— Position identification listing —
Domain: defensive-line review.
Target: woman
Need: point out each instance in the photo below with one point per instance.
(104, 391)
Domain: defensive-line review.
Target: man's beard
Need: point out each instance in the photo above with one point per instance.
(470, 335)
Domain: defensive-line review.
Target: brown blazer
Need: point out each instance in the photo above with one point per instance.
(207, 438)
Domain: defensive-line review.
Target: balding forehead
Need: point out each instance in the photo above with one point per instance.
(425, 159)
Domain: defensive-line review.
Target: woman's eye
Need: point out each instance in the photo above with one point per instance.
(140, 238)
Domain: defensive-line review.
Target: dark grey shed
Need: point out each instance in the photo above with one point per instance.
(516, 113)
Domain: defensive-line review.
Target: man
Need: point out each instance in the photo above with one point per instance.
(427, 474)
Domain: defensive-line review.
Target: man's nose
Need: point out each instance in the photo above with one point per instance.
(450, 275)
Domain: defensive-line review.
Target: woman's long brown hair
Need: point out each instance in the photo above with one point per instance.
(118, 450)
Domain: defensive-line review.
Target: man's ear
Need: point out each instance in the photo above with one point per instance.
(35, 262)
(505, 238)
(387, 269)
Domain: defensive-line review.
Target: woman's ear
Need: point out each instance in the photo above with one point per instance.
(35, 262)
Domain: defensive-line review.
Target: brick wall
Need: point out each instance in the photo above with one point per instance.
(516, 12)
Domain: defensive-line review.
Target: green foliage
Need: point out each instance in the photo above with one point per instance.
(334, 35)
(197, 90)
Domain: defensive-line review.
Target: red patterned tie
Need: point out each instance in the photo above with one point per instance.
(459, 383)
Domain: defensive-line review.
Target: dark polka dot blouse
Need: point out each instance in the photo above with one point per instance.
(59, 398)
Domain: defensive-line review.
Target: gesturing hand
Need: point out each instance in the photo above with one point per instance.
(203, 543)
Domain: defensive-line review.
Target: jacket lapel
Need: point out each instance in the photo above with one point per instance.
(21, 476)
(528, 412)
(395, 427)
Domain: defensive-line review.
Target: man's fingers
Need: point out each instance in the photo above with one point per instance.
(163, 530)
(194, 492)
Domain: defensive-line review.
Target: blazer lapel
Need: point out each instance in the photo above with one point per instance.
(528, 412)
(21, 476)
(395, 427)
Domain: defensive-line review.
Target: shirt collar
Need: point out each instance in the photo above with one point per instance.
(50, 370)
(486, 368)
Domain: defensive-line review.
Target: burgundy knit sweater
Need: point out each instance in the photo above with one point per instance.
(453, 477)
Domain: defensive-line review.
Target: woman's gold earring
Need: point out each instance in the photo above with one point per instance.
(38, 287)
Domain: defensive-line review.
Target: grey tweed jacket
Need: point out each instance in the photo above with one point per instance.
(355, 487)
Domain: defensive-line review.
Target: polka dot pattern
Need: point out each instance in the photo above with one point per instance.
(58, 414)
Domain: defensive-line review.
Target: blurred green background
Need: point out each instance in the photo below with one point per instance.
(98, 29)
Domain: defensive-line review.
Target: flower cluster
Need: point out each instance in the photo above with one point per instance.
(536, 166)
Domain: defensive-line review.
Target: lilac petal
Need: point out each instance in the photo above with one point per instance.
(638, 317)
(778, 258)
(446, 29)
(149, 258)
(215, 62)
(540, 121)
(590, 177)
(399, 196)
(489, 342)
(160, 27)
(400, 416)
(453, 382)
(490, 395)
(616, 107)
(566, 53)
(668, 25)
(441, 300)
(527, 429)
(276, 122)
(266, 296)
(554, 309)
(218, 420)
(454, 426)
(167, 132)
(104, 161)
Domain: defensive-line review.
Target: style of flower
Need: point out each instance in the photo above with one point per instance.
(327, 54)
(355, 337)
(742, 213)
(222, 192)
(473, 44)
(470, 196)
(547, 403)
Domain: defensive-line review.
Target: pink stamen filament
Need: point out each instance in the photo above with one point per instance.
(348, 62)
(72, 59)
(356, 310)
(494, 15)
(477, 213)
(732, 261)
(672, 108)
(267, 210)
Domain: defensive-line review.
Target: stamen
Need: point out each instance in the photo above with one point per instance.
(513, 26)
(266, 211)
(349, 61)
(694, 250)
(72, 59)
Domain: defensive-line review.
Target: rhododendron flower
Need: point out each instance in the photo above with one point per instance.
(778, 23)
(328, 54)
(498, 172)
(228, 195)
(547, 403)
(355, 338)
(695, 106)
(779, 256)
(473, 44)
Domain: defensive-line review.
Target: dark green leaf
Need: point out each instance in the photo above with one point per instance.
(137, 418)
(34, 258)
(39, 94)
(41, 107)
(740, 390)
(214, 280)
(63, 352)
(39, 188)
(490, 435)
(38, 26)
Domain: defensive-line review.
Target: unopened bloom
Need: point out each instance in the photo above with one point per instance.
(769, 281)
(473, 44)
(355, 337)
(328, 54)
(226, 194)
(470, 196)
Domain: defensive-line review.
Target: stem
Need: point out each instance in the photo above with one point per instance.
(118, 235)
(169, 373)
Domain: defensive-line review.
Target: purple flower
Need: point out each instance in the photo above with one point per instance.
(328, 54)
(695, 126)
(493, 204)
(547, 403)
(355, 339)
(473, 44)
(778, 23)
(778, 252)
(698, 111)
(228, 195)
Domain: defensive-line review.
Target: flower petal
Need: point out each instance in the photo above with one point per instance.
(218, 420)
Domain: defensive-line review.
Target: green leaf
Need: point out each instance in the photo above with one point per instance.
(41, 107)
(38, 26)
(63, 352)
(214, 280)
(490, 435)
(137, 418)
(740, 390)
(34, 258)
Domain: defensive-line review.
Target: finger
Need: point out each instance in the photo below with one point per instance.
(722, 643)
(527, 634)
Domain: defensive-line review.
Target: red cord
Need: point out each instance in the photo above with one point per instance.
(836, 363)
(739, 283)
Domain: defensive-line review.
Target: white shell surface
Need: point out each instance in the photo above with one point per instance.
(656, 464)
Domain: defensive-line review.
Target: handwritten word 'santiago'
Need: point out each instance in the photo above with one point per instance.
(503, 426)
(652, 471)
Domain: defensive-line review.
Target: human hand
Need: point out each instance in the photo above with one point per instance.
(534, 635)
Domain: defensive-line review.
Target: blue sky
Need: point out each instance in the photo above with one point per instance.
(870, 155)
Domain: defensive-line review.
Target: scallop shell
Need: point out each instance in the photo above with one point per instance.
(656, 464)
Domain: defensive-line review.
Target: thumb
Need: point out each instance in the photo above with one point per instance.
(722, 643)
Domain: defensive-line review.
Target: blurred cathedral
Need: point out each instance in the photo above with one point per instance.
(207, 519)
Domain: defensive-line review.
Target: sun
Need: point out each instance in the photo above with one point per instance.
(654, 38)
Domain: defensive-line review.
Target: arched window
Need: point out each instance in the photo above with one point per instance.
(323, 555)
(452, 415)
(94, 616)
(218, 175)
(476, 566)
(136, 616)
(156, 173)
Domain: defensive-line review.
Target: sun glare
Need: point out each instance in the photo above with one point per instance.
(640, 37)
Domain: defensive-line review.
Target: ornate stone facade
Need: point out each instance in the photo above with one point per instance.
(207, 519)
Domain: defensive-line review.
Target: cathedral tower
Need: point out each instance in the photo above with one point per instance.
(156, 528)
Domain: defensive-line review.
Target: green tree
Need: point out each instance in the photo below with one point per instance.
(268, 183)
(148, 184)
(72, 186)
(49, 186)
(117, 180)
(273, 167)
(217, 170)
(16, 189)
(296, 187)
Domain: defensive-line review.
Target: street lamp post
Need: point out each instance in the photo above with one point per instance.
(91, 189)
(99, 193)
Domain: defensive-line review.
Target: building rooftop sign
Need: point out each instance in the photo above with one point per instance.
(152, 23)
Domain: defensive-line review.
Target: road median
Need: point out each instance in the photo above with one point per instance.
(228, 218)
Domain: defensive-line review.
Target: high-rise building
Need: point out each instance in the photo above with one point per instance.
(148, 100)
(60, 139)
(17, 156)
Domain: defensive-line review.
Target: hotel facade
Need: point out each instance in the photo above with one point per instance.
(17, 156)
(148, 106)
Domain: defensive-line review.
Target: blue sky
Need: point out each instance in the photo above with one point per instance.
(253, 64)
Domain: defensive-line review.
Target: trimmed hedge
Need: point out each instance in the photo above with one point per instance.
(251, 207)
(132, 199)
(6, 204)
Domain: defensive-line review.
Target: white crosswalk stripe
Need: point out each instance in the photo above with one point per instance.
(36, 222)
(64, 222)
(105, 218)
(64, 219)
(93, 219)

— Do this —
Return every line of the listing above that contains the string "petal".

— The output —
Target: lilac petal
Target: flower petal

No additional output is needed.